**What you will do**
Return every entry exactly as written, with the pictures removed.

**Supplied data**
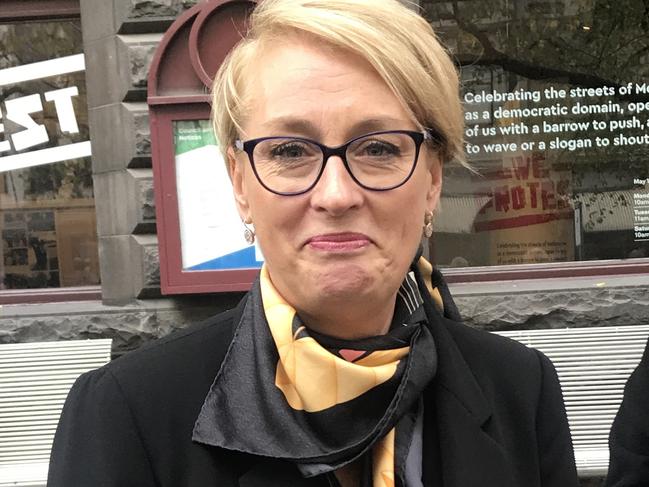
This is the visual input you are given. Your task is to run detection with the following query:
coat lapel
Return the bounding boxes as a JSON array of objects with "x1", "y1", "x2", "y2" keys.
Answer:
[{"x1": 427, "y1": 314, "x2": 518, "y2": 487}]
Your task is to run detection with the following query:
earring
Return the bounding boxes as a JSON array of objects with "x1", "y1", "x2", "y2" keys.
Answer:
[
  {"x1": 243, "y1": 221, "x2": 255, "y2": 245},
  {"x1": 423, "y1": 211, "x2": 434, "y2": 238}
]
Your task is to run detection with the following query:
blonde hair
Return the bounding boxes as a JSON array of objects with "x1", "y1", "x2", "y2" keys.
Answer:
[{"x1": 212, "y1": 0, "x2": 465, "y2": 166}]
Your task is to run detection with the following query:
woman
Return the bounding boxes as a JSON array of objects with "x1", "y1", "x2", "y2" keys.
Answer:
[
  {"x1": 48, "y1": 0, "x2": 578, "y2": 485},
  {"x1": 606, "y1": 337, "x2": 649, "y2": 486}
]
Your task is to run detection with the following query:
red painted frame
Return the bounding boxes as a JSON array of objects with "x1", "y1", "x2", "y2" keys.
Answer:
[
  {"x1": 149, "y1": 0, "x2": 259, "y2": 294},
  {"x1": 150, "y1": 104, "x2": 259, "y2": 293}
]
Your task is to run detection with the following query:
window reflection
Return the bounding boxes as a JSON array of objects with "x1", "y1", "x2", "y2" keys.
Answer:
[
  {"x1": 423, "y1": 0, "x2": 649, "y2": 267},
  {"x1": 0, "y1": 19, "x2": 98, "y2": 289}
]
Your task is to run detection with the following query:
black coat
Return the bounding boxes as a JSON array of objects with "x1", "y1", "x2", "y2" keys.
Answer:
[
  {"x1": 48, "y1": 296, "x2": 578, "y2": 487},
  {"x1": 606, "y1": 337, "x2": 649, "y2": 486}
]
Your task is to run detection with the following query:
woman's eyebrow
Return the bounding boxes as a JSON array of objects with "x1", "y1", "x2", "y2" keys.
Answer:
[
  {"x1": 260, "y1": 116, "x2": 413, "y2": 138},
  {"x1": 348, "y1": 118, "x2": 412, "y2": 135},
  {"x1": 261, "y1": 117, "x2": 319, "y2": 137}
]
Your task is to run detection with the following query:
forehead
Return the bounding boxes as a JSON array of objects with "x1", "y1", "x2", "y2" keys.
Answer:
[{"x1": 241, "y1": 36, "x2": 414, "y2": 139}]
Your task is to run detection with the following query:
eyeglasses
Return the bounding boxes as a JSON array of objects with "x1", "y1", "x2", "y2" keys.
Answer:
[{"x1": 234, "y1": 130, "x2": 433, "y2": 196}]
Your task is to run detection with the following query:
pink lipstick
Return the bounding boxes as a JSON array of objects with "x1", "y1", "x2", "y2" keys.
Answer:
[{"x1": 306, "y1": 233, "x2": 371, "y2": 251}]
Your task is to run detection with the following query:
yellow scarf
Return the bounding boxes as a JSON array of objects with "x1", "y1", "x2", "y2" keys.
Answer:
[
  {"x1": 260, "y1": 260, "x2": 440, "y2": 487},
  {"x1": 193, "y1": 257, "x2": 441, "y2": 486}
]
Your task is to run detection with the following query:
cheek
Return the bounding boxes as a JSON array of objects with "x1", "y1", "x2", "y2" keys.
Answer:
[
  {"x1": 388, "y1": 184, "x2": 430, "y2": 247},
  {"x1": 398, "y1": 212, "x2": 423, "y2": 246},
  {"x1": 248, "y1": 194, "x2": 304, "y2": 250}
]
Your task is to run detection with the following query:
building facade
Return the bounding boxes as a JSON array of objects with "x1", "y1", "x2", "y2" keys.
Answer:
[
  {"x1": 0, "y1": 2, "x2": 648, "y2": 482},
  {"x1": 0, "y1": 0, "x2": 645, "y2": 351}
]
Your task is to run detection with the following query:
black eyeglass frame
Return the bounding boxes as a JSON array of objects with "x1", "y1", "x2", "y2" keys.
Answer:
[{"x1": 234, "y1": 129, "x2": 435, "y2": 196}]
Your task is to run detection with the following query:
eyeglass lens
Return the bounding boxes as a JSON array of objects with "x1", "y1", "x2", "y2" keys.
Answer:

**Solution to this exercise**
This is the visual input you are given. Your task is to run detection with the following query:
coat lapel
Return the bounding boxes as a JSON array of objects with "x1", "y1", "x2", "y2" keys.
Answer:
[{"x1": 427, "y1": 314, "x2": 518, "y2": 487}]
Your task is to run detection with the following query:
earring
Return the bounding boxes as a JSON array of objects with "x1", "y1", "x2", "y2" keys.
Answer:
[
  {"x1": 243, "y1": 221, "x2": 255, "y2": 245},
  {"x1": 423, "y1": 211, "x2": 434, "y2": 238}
]
Your task is to run detection with the following query:
blonde hair
Return the bounding boxes as a JSON array of objects with "x1", "y1", "x2", "y2" keys.
Answer:
[{"x1": 212, "y1": 0, "x2": 465, "y2": 166}]
Your task is to run detection with the following query:
woman
Return the bounding boxes as a JSON array of objects with "x1", "y1", "x2", "y2" keys.
Answer:
[
  {"x1": 48, "y1": 0, "x2": 578, "y2": 485},
  {"x1": 606, "y1": 337, "x2": 649, "y2": 486}
]
Your task is to run detection with the following query:
red painted frame
Return the bounding boxes as a JSON array of objects with "x1", "y1", "x2", "y2" keys.
Answer:
[
  {"x1": 149, "y1": 0, "x2": 259, "y2": 294},
  {"x1": 150, "y1": 104, "x2": 259, "y2": 293}
]
Your task is to run detection with the following query:
window reflection
Return the bounding boxes as a JSON array of objects with "x1", "y1", "x2", "y2" keys.
Answer:
[
  {"x1": 423, "y1": 0, "x2": 649, "y2": 267},
  {"x1": 0, "y1": 19, "x2": 98, "y2": 289}
]
Your task is to run detection with the following query:
black coat
Return the bounding boxes as a JSON array of objects with "x1", "y1", "x2", "y2" keys.
Answer:
[
  {"x1": 48, "y1": 296, "x2": 578, "y2": 487},
  {"x1": 606, "y1": 337, "x2": 649, "y2": 486}
]
Your task is to run detection with the following query:
woman's eyebrow
Return the bounding boxes as a JSON array of objects with "x1", "y1", "x2", "y2" keys.
Answer:
[
  {"x1": 260, "y1": 116, "x2": 413, "y2": 138},
  {"x1": 348, "y1": 118, "x2": 412, "y2": 135},
  {"x1": 261, "y1": 117, "x2": 319, "y2": 137}
]
Your task is to run detection with the following query:
forehead
Return the bounding boxes as a JSON array of objects with "x1", "y1", "x2", "y2" keys.
Answer:
[{"x1": 241, "y1": 36, "x2": 414, "y2": 139}]
Your task is to run detection with the following query:
eyeglasses
Return the bounding boxes as a JSON array of objects with "x1", "y1", "x2", "y2" keys.
Answer:
[{"x1": 234, "y1": 130, "x2": 433, "y2": 196}]
Your task is to run detection with the following query:
pink lipstick
Return the bounding boxes as a JSON array of objects with "x1", "y1", "x2", "y2" keys.
Answer:
[{"x1": 306, "y1": 233, "x2": 371, "y2": 251}]
Your task is to run detection with the following query:
yellow scarf
Return the bounding boxes as a JSON array of objects with "x1", "y1", "x2", "y2" keys.
Answer:
[
  {"x1": 260, "y1": 260, "x2": 440, "y2": 487},
  {"x1": 193, "y1": 257, "x2": 441, "y2": 486}
]
Your task is to run detection with the following query:
cheek
Return the bounding boxes as a JSON array of objects with "x1", "y1", "x2", "y2" keys.
Answer:
[
  {"x1": 388, "y1": 184, "x2": 430, "y2": 247},
  {"x1": 398, "y1": 212, "x2": 423, "y2": 246},
  {"x1": 248, "y1": 194, "x2": 304, "y2": 250}
]
Your task is to run detection with the following query:
building facade
Return the bounding boxes as a JSON array of objects with "x1", "y1", "x2", "y2" keys.
Answer:
[
  {"x1": 0, "y1": 2, "x2": 648, "y2": 482},
  {"x1": 0, "y1": 0, "x2": 645, "y2": 351}
]
Your task is to run detection with the following query:
black eyeglass frame
Return the bounding boxes as a JSON array of objects with "x1", "y1", "x2", "y2" keys.
Answer:
[{"x1": 234, "y1": 129, "x2": 435, "y2": 196}]
Your task is to run detection with the following query:
eyeglass lens
Return the bounding boxes as a JSON array of objects with "x1", "y1", "x2", "y2" keys.
Answer:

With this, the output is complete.